- Entries from an annotation dataset:
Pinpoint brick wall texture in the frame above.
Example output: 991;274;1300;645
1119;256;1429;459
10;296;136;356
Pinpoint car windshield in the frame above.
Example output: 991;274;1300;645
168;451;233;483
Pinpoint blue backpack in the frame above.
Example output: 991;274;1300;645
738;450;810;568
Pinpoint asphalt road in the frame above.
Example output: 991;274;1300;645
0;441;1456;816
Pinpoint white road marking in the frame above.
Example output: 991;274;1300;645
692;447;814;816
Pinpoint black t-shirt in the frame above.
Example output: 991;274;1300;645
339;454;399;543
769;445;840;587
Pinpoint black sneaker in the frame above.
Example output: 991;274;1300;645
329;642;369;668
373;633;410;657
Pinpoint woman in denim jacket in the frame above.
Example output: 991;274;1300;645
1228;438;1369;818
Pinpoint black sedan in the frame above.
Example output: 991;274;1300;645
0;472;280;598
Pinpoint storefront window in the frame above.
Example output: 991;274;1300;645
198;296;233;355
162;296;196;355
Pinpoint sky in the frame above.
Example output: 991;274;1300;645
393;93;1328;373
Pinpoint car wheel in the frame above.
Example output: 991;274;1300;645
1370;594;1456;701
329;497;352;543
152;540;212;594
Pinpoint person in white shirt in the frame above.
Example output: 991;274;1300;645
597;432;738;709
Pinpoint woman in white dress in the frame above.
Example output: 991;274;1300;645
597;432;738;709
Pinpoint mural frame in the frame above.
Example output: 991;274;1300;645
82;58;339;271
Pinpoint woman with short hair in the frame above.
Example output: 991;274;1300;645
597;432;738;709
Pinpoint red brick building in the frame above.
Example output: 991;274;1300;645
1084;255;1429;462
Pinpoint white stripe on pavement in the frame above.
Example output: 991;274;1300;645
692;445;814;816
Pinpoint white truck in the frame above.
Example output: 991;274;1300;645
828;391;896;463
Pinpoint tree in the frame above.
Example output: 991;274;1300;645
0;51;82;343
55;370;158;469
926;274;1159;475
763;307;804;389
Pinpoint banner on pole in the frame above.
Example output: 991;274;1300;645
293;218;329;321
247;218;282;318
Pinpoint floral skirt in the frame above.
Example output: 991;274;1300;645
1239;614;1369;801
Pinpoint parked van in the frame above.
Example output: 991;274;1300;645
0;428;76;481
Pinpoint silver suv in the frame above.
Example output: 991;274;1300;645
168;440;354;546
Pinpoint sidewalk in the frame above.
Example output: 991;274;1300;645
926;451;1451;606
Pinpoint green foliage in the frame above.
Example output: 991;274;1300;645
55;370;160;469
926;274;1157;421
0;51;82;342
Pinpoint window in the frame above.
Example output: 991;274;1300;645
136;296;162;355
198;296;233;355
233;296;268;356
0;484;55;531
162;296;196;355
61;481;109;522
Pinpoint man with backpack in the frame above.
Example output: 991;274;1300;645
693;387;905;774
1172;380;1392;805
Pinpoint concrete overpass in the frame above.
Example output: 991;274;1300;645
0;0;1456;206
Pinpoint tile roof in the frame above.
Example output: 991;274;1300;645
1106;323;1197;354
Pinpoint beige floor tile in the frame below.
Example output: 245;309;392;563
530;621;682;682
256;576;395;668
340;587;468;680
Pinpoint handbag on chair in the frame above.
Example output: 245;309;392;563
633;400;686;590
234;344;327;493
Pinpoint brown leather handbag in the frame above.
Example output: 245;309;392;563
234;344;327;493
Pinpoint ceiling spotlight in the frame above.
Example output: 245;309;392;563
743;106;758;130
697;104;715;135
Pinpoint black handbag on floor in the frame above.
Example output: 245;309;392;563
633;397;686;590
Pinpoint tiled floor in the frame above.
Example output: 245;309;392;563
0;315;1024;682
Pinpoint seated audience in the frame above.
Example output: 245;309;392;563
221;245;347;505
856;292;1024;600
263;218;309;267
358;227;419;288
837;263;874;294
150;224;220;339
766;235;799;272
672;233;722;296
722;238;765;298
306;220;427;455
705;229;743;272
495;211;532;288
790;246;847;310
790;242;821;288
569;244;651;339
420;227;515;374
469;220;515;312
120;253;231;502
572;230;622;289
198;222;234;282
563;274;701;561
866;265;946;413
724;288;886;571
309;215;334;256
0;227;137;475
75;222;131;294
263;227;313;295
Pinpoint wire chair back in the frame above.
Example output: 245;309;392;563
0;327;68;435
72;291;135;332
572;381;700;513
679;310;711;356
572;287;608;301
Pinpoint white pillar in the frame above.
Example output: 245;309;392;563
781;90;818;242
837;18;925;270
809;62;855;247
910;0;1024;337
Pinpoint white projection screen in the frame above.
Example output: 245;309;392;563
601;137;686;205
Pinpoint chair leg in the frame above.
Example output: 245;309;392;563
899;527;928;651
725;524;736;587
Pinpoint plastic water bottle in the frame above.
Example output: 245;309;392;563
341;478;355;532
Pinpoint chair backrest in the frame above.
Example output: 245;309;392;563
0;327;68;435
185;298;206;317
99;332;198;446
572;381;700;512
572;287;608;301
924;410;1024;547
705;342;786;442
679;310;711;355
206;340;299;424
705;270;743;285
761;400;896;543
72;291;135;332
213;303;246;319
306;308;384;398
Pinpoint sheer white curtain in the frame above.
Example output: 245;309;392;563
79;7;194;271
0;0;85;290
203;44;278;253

- DO THIS: Can you extract every line of the records above and reproduce each one verbatim, from the first record through the last?

- RESPONSE:
Pinpoint brick wall texture in the frame above.
Example output: 991;274;1300;645
1119;256;1429;459
10;296;136;356
Pinpoint car windshield in the frame above.
Example output: 991;274;1300;645
168;451;233;483
Pinpoint blue backpack in the frame above.
Example output: 991;274;1300;645
738;450;810;568
Pinpoint asphalt road in the frame above.
Example output: 991;274;1300;645
0;441;1456;816
Pinpoint white road marking in the frame above.
Example output: 991;274;1300;645
692;447;814;816
Pinpoint black t-shirt in the frame above.
Example output: 991;274;1300;645
339;454;399;543
769;445;840;587
Pinpoint black sneaker in the frame above.
Example output: 991;274;1300;645
329;642;369;668
373;633;410;657
Pinpoint woman in denim jacket in the frame above.
Example output: 991;274;1300;645
1228;438;1369;818
Pinpoint black sedan in the frame above.
Example output: 991;274;1300;645
0;472;280;598
Pinpoint storefront window in the frame above.
Example output: 991;274;1300;645
198;296;233;355
162;296;196;355
Pinpoint sky in the frame above.
Example output: 991;274;1300;645
393;93;1328;373
Pinpoint car wheel in the frame above.
Example output: 991;274;1300;645
1370;594;1456;701
329;497;352;543
152;540;212;594
Pinpoint person in white shirt in the frame above.
Example output: 991;274;1300;645
597;432;738;709
Pinpoint woman in white dress in the frame above.
Example output: 991;274;1300;645
597;432;738;709
Pinpoint mural frame in the frame above.
Example output: 991;274;1300;645
82;58;339;271
Pinpoint woman with short hair in the frame above.
Example output: 991;274;1300;645
597;432;738;709
Pinpoint red brick building in the frame above.
Example output: 991;274;1300;645
1084;255;1429;462
Pinpoint white stripe on pavement in the frame above.
Example output: 991;274;1300;645
692;445;814;816
Pinpoint white truck in the frame above.
Example output: 991;274;1300;645
828;391;896;463
Pinpoint tree in the frame above.
Example output: 991;274;1300;645
0;51;82;343
55;370;158;469
926;274;1159;475
763;307;804;389
Pinpoint banner on pole in the frame above.
Example output: 991;274;1300;645
293;218;329;321
247;218;282;318
Pinpoint floral skirt in the frame above.
Example output: 991;274;1300;645
1239;614;1369;801
Pinpoint parked van in the frame above.
Example output: 991;274;1300;645
0;428;76;481
Pinpoint silver suv in the frame above.
Example output: 991;274;1300;645
168;440;354;546
Pinpoint sidewalk in the frame above.
Example output: 991;274;1300;645
926;451;1451;606
Pinpoint green foliage in the frame above.
Example output: 991;274;1300;645
55;370;160;469
926;274;1157;421
0;51;82;342
Pinpoint window in the frame above.
Example output: 991;274;1300;645
136;296;162;355
198;296;233;355
233;296;268;356
0;484;55;531
162;296;196;355
61;481;109;522
Pinpoint man with backpack in the frame above.
Example output: 991;274;1300;645
693;387;905;774
1172;380;1392;805
Pinpoint concrete overpass in the frame above.
Example output: 991;274;1300;645
0;0;1456;206
Pinpoint tile roof in the frame above.
Example output: 991;274;1300;645
1106;323;1197;354
Pinpoint beige floor tile in the frame below.
Example output: 245;309;392;563
530;621;682;682
256;576;395;668
340;587;468;680
Pinpoint handbag on chair in the frame above.
Example output: 245;309;392;563
633;400;686;590
234;344;327;493
Pinpoint brown leather handbag in the frame above.
Example output: 245;309;392;563
234;344;327;493
Pinpoint ceiling spotlight in the frame above.
Example output: 245;309;392;563
743;106;758;130
697;104;715;135
Pinpoint black handbag on floor in the frame above.
Example output: 245;309;392;563
633;397;686;590
Pinpoint tiled floor in the frame above.
Example output: 245;309;392;563
0;315;1024;682
Pinpoint seated audience in the frame above.
Example output: 245;309;392;563
221;245;347;505
856;292;1024;600
263;218;309;267
358;227;419;288
837;263;874;294
150;224;220;339
766;235;799;272
672;233;722;296
722;238;765;298
306;220;427;455
705;229;743;272
495;211;532;288
790;246;847;310
790;242;821;288
569;244;651;339
420;227;515;374
469;220;515;312
120;253;231;502
572;230;622;289
198;222;234;282
563;274;701;561
866;265;946;413
724;288;886;571
309;215;334;256
0;227;137;475
75;222;131;294
263;227;313;295
Pinpoint wire chair back in the frame above.
Example output: 245;309;392;563
0;327;68;435
72;291;135;332
572;381;700;513
679;310;711;356
572;287;608;301
Pinpoint white pillar in the frame above.
Example output: 245;309;392;563
781;90;818;242
837;18;925;270
809;62;855;247
910;0;1024;337
Pinpoint white projection screen in the frame above.
Example output: 245;309;392;563
601;137;686;205
Pinpoint chair leg in the frame above.
Example output: 245;309;392;563
899;527;928;651
725;524;736;587
Pinpoint plastic water bottle in the frame above.
Example output: 245;309;392;563
341;478;355;532
Pinpoint chair backrest in the frame above.
Example output: 245;309;392;563
0;327;68;435
185;298;206;317
99;332;198;446
572;381;700;512
572;287;608;301
924;410;1024;547
705;342;786;442
679;310;711;355
206;340;299;424
705;270;743;285
761;400;896;543
72;291;135;332
213;303;246;319
306;308;384;398
Pinpoint sheer white curtain in the frame above.
Example output: 245;309;392;563
79;7;194;271
0;0;85;290
203;44;278;253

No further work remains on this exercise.